[AIM]
Write out every item below, keeping each character and line unchanged.

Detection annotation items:
____________
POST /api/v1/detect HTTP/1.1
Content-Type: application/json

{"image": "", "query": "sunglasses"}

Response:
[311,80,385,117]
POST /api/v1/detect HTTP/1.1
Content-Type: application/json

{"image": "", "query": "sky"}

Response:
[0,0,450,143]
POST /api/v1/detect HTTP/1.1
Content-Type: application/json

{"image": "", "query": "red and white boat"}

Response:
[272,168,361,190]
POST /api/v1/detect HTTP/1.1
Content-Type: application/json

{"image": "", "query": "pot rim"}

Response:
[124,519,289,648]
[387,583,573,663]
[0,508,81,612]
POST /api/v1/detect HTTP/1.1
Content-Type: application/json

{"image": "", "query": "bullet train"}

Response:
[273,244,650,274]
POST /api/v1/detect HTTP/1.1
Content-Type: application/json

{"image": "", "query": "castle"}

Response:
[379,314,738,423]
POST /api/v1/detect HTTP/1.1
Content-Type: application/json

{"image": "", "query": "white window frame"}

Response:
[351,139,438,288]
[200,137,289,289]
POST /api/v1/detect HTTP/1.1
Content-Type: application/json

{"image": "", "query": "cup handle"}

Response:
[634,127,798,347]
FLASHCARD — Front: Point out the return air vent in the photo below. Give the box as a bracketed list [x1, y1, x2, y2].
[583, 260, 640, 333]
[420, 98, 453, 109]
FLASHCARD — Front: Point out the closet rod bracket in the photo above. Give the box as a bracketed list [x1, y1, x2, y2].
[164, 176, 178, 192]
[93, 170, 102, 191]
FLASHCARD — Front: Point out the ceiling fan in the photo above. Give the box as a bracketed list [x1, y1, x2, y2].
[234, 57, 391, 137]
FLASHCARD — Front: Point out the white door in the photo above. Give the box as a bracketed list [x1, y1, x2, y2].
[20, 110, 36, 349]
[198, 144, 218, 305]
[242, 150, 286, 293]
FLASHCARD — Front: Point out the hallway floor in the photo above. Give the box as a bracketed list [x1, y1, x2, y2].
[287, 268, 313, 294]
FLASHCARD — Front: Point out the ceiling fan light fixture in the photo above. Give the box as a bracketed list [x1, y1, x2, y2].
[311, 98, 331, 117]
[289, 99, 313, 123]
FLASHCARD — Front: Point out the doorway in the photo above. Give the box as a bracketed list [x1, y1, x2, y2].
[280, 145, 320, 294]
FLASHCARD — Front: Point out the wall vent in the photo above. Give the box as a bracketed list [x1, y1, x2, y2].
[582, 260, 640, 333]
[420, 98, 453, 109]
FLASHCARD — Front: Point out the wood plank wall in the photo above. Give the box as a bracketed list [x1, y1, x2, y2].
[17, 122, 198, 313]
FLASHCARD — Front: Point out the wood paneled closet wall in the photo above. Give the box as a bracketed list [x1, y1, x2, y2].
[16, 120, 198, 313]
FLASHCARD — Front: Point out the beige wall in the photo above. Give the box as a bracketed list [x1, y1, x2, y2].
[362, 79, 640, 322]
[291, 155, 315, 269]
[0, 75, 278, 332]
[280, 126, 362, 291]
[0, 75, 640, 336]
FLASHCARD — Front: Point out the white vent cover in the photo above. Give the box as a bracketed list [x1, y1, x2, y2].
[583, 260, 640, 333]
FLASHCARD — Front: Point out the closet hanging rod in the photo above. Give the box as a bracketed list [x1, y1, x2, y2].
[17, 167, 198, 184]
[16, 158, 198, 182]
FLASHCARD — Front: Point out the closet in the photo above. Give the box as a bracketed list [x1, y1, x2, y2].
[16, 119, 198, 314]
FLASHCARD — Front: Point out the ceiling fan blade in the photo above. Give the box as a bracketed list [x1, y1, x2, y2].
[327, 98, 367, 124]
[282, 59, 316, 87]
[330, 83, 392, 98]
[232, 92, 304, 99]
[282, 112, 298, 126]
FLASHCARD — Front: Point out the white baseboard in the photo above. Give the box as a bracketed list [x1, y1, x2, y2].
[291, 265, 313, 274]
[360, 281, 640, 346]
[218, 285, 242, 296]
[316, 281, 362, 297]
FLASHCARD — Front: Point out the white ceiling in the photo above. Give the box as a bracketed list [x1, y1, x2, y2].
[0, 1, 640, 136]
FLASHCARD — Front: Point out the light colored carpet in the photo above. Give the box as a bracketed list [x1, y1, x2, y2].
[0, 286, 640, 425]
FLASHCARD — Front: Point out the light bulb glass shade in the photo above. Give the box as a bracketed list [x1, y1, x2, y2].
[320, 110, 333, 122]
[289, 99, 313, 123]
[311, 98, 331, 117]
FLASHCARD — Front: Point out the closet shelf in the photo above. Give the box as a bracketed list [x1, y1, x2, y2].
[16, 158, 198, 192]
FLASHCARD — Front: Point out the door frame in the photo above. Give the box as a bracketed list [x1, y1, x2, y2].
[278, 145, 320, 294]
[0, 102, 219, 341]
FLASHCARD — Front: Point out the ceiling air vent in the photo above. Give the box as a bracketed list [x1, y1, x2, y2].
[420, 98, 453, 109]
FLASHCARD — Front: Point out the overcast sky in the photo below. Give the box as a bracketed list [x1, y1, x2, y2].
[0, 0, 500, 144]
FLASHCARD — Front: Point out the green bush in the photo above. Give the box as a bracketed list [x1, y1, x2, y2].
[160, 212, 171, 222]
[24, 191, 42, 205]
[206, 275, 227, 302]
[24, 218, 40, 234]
____________
[CORRECT ANSWER]
POST /api/v1/detect HTTP/1.1
Content-Type: application/json

{"image": "", "query": "sunglasses"}

Response:
[311,80,385,117]
POST /api/v1/detect HTTP/1.1
Content-Type: application/json

{"image": "", "query": "sky"}

Response:
[0,0,450,143]
POST /api/v1/detect HTTP/1.1
Content-Type: application/json

{"image": "", "query": "red and white boat"}

Response:
[272,168,361,190]
POST /api/v1/detect HTTP/1.1
Content-Type: application/json

{"image": "", "query": "pot rim"}

Response:
[124,519,289,648]
[387,583,573,663]
[0,508,81,612]
POST /api/v1/detect HTTP/1.1
Content-Type: application/json

{"image": "", "query": "bullet train"}

Response:
[273,244,650,274]
POST /api/v1/detect HTTP/1.1
Content-Type: application/json

{"image": "", "query": "castle"}

Response:
[379,314,738,423]
POST /api/v1/detect HTTP/1.1
Content-Type: application/json

{"image": "", "query": "white window frame"}

Response:
[351,139,438,288]
[200,137,289,289]
POST /api/v1/detect HTTP/1.1
Content-Type: application/json

{"image": "", "query": "cup handle"}

Response:
[634,127,798,347]
FLASHCARD — Front: Point out the return air vent in the photo below. Give the box as a bracketed list [x1, y1, x2, y2].
[583, 260, 640, 333]
[420, 98, 453, 109]
FLASHCARD — Front: Point out the closet rod bracket in the photo above. Give the box as a bracketed list [x1, y1, x2, y2].
[164, 176, 178, 192]
[93, 170, 102, 191]
FLASHCARD — Front: Point out the ceiling fan in the photo above. Give the box as a bracketed list [x1, y1, x2, y2].
[234, 57, 391, 137]
FLASHCARD — Front: Point out the white door in the photo above. Give the box as a bracketed list [x1, y1, x2, y2].
[20, 110, 36, 349]
[198, 144, 218, 305]
[242, 150, 286, 293]
FLASHCARD — Front: Point out the hallway floor in the photo above. Give the box as a bracketed list [x1, y1, x2, y2].
[287, 268, 313, 294]
FLASHCARD — Front: Point out the ceiling fan light fixture in the photo above. Give the box as a bracketed list [x1, y1, x2, y2].
[311, 98, 331, 117]
[289, 99, 313, 123]
FLASHCARD — Front: Point out the doorway in the photo above. Give the box as a bracketed list [x1, y1, x2, y2].
[280, 145, 320, 294]
FLASHCARD — Front: Point out the wall vent in the photo above. Give the box as a bracketed list [x1, y1, x2, y2].
[582, 260, 640, 333]
[420, 98, 453, 109]
FLASHCARD — Front: Point out the wood plank wall in the photo above. Give the box as a bracketed list [x1, y1, x2, y2].
[17, 122, 198, 313]
FLASHCARD — Front: Point out the wood paneled closet wall in the photo above. Give the box as a bracketed list [x1, y1, x2, y2].
[16, 120, 198, 313]
FLASHCARD — Front: Point out the beige wall in the photo above. Give the box as a bracketed list [x1, y1, x2, y2].
[362, 79, 640, 322]
[291, 155, 315, 269]
[0, 75, 278, 332]
[280, 126, 362, 291]
[0, 75, 640, 336]
FLASHCARD — Front: Point out the white vent cover in the photo above. Give the box as a bracketed list [x1, y1, x2, y2].
[583, 260, 640, 333]
FLASHCARD — Front: Point out the closet hanging rod in the photo above. Give the box as a bracketed list [x1, y1, x2, y2].
[17, 167, 198, 184]
[16, 158, 198, 182]
FLASHCARD — Front: Point out the closet in the photo above. Give the box as a bracketed list [x1, y1, x2, y2].
[16, 119, 198, 314]
FLASHCARD — Front: Point out the ceiling fan blade in the photo above. Give the box as a bracketed list [x1, y1, x2, y2].
[327, 98, 367, 124]
[282, 59, 316, 87]
[330, 83, 392, 98]
[232, 92, 304, 99]
[282, 112, 298, 126]
FLASHCARD — Front: Point out the white baseboard in the photo above. Give the box as a bracketed list [x1, y1, x2, y2].
[291, 265, 313, 274]
[360, 281, 640, 346]
[218, 285, 242, 296]
[316, 281, 362, 297]
FLASHCARD — Front: Point out the white ceiling in the photo above. Give the box as a bracketed list [x1, y1, x2, y2].
[0, 1, 640, 136]
FLASHCARD — Front: Point out the light colored carpet in the photo above. Give the box as a bracketed list [x1, y1, x2, y2].
[0, 286, 640, 425]
FLASHCARD — Front: Point out the light bulb glass shade in the photo above. Give the box as a bracketed list [x1, y1, x2, y2].
[320, 110, 333, 122]
[289, 99, 313, 123]
[311, 98, 331, 117]
FLASHCARD — Front: Point out the closet shelf in the photo above. Give the box as a bracketed list [x1, y1, x2, y2].
[16, 158, 198, 192]
FLASHCARD — Front: Point out the door frame in the photo above. Give the box as a bracketed list [x1, y1, x2, y2].
[278, 145, 320, 294]
[0, 102, 219, 341]
FLASHCARD — Front: Point out the ceiling air vent in the photo above. Give the box as a bracketed list [x1, y1, x2, y2].
[420, 98, 453, 109]
FLASHCARD — Front: Point out the overcast sky in the photo below. Give the box as a bracketed list [x1, y1, x2, y2].
[0, 0, 500, 144]
FLASHCARD — Front: Point out the green bush in the photo above. Give the box as a bracketed list [x1, y1, x2, y2].
[160, 212, 171, 222]
[24, 191, 42, 205]
[206, 275, 227, 302]
[24, 218, 40, 234]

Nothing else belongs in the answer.